━━ EXTRACTED DATA ━━
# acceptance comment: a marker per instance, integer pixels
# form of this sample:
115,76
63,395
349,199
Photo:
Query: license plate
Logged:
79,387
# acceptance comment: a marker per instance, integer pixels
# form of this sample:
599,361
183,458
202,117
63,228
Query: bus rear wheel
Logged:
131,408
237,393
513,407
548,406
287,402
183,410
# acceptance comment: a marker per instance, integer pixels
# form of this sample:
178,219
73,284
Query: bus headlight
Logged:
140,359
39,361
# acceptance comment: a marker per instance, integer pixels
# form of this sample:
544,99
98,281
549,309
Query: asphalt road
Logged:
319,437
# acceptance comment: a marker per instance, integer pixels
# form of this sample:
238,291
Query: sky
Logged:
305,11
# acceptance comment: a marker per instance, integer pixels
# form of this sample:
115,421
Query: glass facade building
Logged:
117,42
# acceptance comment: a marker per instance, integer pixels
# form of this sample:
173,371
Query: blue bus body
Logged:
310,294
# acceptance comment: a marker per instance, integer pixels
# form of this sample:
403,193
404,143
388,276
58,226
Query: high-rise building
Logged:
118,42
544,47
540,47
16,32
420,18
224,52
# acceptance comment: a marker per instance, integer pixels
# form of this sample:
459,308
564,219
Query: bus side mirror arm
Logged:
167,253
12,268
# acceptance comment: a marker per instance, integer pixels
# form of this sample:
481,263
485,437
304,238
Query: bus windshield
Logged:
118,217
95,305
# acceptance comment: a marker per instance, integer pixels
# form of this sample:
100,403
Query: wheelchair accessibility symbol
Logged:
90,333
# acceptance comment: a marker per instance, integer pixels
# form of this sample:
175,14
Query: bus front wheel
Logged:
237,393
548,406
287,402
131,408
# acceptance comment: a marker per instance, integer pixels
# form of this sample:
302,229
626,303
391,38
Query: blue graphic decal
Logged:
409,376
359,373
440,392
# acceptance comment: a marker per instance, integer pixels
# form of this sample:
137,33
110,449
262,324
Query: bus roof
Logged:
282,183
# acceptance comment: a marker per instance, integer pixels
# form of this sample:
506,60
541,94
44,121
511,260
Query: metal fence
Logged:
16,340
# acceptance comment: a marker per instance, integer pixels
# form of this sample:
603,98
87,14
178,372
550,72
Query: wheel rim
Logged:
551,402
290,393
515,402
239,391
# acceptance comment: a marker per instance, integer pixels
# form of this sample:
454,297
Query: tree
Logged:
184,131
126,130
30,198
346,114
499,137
━━━
**WORK TASK:** Return every record above exactly as written.

**PROBLEM SOLUTION:**
# acceptance comment: a marker per instance, integer pixels
# form of this sample:
115,76
63,395
349,199
Photo:
Query: license plate
Logged:
79,387
# acceptance comment: a marker per instance, integer pixels
# form of this sample:
599,361
183,458
202,117
63,228
Query: bus rear wheel
Logged:
131,408
237,393
513,407
548,406
287,402
183,410
# acceptance comment: a marker per instance, integer pixels
# form of this sample:
178,219
73,284
Query: bus headlight
Logged:
140,359
39,361
# acceptance comment: a marker per instance, integer pixels
# form of this sample:
544,99
98,281
549,309
Query: asphalt road
Logged:
319,437
# acceptance comment: a marker per instance, integer pixels
# form of this sample:
238,291
Query: sky
Logged:
305,11
# acceptance comment: a marker per instance, integer pixels
# form of this sample:
115,421
Query: glass facade building
Logged:
117,42
# acceptance comment: a marker per instance, integer pixels
# form of this sample:
173,371
Query: blue bus body
Logged:
310,294
# acceptance comment: a marker per instance, integer pixels
# form of this sample:
403,193
404,143
388,276
58,226
Query: high-rise building
Logged:
118,42
544,47
540,47
16,32
420,18
224,52
# acceptance comment: a marker per instance, integer pixels
# form of this sample:
459,308
564,219
Query: bus side mirror arm
Logged:
167,253
12,268
# acceptance comment: a marker per instance, integer pixels
# form of this sample:
481,263
485,437
304,238
Query: bus windshield
Logged:
118,217
95,305
# acceptance comment: a marker per instance, integer pixels
# form of this sample:
100,403
Query: wheelchair accessibility symbol
Logged:
90,333
# acceptance comment: a marker per instance, integer pixels
# form of this sample:
175,14
Query: bus front wheel
Logged:
237,393
548,406
287,402
131,408
# acceptance comment: a marker per instance, integer pixels
# form of this sample:
302,229
626,303
391,38
Query: blue graphic decal
Logged:
409,376
359,373
440,392
# acceptance comment: a marker per instance, integer pixels
# form of this sample:
137,33
110,449
262,324
Query: bus roof
Logged:
282,183
# acceptance comment: a marker per instance, integer pixels
# form of this sample:
506,60
541,94
44,121
511,260
Query: metal fence
Logged:
16,340
# acceptance comment: a marker per instance, integer pixels
# form of this sample:
603,98
87,14
178,372
550,72
Query: wheel rim
Logged:
551,402
290,393
515,402
239,391
# acceptance comment: a marker per instance, integer pixels
# form of this sample:
454,297
Query: tree
Logged:
184,131
126,130
30,198
346,114
499,137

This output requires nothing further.